=== EXERCISE TASK ===
Copy every one of the lines below word for word, leaving out the pictures.

-- start of PROVIDED INFORMATION --

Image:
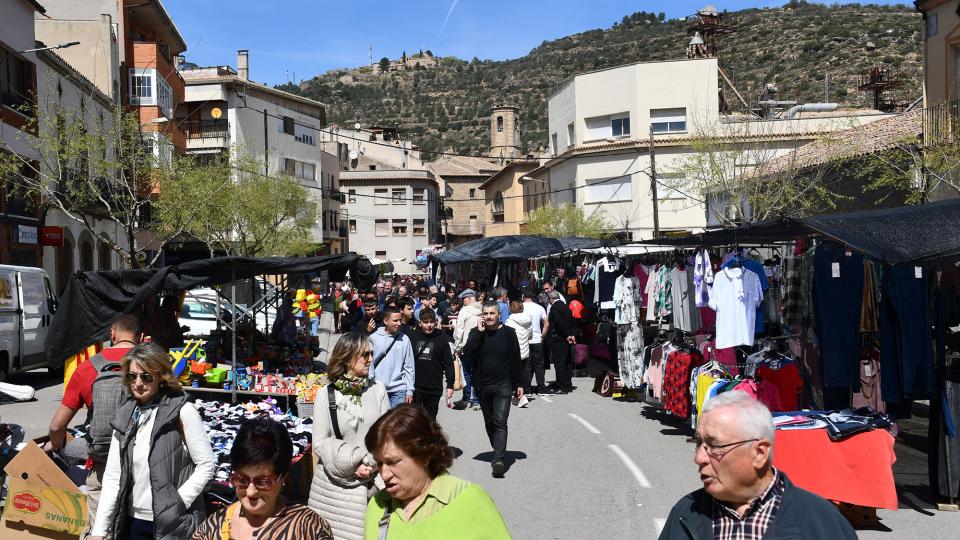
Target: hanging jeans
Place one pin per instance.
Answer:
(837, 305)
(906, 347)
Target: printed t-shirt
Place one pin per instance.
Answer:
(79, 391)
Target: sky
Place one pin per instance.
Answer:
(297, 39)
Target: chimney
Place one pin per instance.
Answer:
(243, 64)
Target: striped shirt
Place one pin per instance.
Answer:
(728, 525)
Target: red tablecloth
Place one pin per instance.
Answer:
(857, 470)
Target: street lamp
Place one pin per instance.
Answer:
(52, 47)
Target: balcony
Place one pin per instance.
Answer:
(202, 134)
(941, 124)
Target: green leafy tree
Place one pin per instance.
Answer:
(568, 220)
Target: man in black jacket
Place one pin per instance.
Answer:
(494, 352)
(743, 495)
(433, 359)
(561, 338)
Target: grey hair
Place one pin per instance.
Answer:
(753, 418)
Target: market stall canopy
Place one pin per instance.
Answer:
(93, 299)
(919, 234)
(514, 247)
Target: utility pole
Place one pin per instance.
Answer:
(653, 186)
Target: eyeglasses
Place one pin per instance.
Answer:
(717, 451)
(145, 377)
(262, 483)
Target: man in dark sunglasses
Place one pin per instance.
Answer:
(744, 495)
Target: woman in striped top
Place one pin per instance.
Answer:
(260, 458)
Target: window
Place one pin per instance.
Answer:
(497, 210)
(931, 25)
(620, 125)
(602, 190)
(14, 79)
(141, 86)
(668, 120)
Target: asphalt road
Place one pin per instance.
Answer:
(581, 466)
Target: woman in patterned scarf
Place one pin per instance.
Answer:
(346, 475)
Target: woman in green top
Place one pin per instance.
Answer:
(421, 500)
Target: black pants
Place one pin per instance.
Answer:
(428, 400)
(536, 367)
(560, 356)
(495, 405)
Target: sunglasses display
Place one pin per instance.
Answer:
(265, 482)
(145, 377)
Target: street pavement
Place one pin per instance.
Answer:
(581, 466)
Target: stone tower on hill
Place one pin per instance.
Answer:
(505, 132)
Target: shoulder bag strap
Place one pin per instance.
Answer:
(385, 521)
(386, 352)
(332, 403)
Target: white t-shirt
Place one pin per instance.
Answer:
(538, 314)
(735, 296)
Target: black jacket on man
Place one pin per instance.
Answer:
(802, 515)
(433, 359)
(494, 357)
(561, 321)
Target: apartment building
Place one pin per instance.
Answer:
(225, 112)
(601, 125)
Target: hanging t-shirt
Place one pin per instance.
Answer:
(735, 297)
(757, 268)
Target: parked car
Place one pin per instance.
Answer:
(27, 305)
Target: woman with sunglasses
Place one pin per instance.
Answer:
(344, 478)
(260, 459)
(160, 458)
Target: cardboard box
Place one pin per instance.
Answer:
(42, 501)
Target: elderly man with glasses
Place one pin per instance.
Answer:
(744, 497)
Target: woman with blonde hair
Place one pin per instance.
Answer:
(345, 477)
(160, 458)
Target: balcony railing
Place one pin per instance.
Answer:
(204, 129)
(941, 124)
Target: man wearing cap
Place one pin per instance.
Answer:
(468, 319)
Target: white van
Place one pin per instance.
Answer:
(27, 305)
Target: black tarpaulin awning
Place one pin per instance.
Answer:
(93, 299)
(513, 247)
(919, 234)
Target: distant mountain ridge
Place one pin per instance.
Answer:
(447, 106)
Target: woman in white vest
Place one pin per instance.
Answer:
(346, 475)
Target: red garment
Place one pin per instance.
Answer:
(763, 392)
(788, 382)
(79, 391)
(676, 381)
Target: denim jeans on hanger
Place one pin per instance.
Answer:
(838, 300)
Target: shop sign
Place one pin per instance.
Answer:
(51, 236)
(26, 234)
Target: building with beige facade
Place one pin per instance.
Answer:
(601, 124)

-- end of PROVIDED INFORMATION --

=== RESPONSE TO THE EXERCISE ===
Image:
Target: hanging jeans
Place one pin per instance.
Answer:
(837, 305)
(906, 347)
Target: printed t-shirt
Place one pin per instance.
Answer:
(79, 391)
Target: sky
Place one pin per instance.
Answer:
(297, 39)
Target: chimney
Place one pin per instance.
Answer:
(243, 64)
Target: striped shirt
Place one pin per instance.
Answer:
(728, 525)
Target: red tablecloth
Place one pin per instance.
Answer:
(857, 470)
Target: street lamp
Place one pin per instance.
Answer:
(52, 47)
Target: balcony
Place one pin per instance.
Answer:
(202, 134)
(941, 124)
Target: green leafy tree
Place one pin per instance.
Answer:
(568, 220)
Target: man in black jacket
Place one pin per instance.
Answer:
(494, 352)
(743, 495)
(433, 359)
(561, 338)
Target: grey hair
Place one pin per instance.
Answer:
(753, 418)
Target: market stall canopy
Place one pin per instance.
Answer:
(93, 299)
(919, 234)
(514, 247)
Target: utility pole
Place one pin per instance.
Answer:
(653, 186)
Target: eyeglasses
Place one pin per instance.
Answer:
(717, 451)
(145, 377)
(262, 483)
Target: man in dark sunglasses
Place one pin per instance.
Answer:
(744, 495)
Target: woman in striped top
Place one pin per instance.
Answer:
(260, 458)
Target: window
Place one pin per instance.
Answer:
(497, 210)
(931, 25)
(620, 125)
(602, 190)
(14, 79)
(141, 86)
(668, 120)
Target: asphalt road
Place one pin per instance.
Answer:
(581, 466)
Target: woman in patterned scarf
Place one pin per instance.
Answer:
(346, 475)
Target: woman in green top
Place one pin per instance.
Answer:
(421, 500)
Target: black pants
Place one pin per instance.
Answer:
(428, 400)
(536, 367)
(560, 356)
(495, 405)
Target: sunglasses display
Place one pin per instance.
Answer:
(265, 482)
(145, 377)
Target: street pavement
Place one pin per instance.
Answer:
(581, 466)
Target: stone tower on hill
Place one pin per instance.
Answer:
(505, 132)
Target: shoulder bag strap
Place one pin per instance.
Answer:
(385, 521)
(386, 352)
(332, 403)
Target: white t-shirt
Place one pin per instance.
Answer:
(538, 314)
(735, 296)
Target: black jacket on man
Place one pin per instance.
Answer:
(802, 515)
(433, 359)
(494, 357)
(561, 321)
Target: apartment building
Place one pin per instance.
Answer:
(225, 112)
(601, 125)
Target: hanging t-shirt
Place one pin per instance.
Answer:
(735, 297)
(757, 268)
Target: parked car
Place one pin per instance.
Answer:
(27, 305)
Target: woman with sunglasses
Place one pin per instance.
Answer:
(344, 478)
(260, 459)
(160, 458)
Target: cardboard box
Place one pin per instance.
Answer:
(42, 501)
Target: elderly man with glasses
Place one pin per instance.
Answer:
(744, 497)
Target: woman with blonde hair
Place one pin per instance.
Answer:
(345, 477)
(160, 458)
Target: balcony railing
Place one pin per instance.
Answer:
(204, 129)
(941, 124)
Target: man wearing cap
Place one pin per instance.
Answer:
(468, 319)
Target: white van
Place one pin per instance.
Answer:
(27, 305)
Target: black tarpaulin awning
Place one pin per instance.
Answer:
(93, 299)
(513, 247)
(919, 234)
Target: distant mountain ridge
Place one pin per instance.
Answer:
(447, 106)
Target: woman in white vest
Place one pin per instance.
Answer:
(346, 475)
Target: red garment
Place one pin per instance.
Answer:
(763, 392)
(788, 382)
(79, 391)
(676, 381)
Target: denim jeans on hanger
Place one pin per instance.
Answer:
(838, 300)
Target: shop sign
Place one pin per instance.
Answer:
(51, 236)
(26, 234)
Target: building with beige facade
Place one pin per instance.
Answer:
(601, 124)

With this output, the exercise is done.